--- START ---

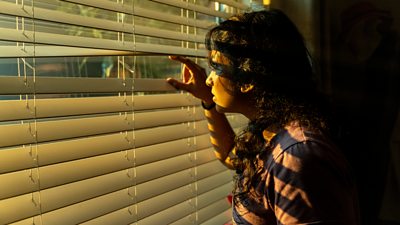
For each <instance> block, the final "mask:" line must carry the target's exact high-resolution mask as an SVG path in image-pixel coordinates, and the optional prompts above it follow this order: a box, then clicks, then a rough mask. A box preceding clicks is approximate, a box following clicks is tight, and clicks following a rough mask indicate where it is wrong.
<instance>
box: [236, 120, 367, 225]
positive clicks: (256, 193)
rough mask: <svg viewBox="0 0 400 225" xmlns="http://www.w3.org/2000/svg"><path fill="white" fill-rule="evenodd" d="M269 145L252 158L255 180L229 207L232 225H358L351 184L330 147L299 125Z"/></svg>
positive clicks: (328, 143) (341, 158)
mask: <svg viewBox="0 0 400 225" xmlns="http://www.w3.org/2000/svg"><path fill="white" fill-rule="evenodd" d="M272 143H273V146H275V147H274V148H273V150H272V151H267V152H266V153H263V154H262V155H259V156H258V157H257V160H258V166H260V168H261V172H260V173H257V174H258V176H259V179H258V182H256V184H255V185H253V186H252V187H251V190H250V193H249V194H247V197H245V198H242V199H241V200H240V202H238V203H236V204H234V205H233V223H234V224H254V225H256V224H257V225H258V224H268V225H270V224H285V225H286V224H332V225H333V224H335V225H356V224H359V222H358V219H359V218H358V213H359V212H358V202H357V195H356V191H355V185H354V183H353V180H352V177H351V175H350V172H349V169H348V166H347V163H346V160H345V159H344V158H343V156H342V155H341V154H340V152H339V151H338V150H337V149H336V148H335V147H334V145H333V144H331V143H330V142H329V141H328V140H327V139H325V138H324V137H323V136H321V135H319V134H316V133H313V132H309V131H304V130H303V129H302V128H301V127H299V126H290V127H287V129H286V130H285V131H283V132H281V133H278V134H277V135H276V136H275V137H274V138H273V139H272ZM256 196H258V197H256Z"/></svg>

--- END ---
--- START ---

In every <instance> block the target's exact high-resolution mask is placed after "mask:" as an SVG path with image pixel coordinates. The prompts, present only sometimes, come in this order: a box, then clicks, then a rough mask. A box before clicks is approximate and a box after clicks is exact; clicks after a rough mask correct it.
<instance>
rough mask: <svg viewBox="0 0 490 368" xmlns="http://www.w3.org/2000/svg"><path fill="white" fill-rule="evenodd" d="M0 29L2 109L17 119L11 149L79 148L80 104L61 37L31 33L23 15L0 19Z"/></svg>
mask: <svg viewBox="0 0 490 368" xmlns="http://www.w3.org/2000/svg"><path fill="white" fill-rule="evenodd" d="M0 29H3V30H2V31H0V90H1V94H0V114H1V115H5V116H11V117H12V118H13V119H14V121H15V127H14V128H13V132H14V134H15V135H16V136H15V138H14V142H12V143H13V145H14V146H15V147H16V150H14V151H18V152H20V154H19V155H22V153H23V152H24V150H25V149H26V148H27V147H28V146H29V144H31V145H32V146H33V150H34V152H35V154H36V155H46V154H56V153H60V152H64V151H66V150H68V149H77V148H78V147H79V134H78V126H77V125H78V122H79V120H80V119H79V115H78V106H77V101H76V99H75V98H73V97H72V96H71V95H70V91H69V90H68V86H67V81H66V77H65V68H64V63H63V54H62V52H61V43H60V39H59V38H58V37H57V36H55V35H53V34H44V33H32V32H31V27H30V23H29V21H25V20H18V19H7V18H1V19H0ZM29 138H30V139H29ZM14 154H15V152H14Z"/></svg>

--- END ---

Assigned task :: Find each line holding the string "this" in the listing above, then copy it.

Solution ::
For each <instance> block, the final "mask:" line must carry the target's exact high-resolution mask as an SVG path in image-pixel coordinates, and the optional prompts above it follow this order: a box, then clicks, then a rough mask. A box preceding clicks is approximate, a box following clicks is tight, and clicks following a rough mask indicate where it is wrong.
In every <instance> block the target's exact high-resolution mask is placed after "mask:" as an SVG path with image pixel coordinates. The prompts, present only sometimes, come in this order: a box, then clicks, then a rough mask. A box before clicks is approximate and a box after clicks is exact; clicks after a rough mask correct it.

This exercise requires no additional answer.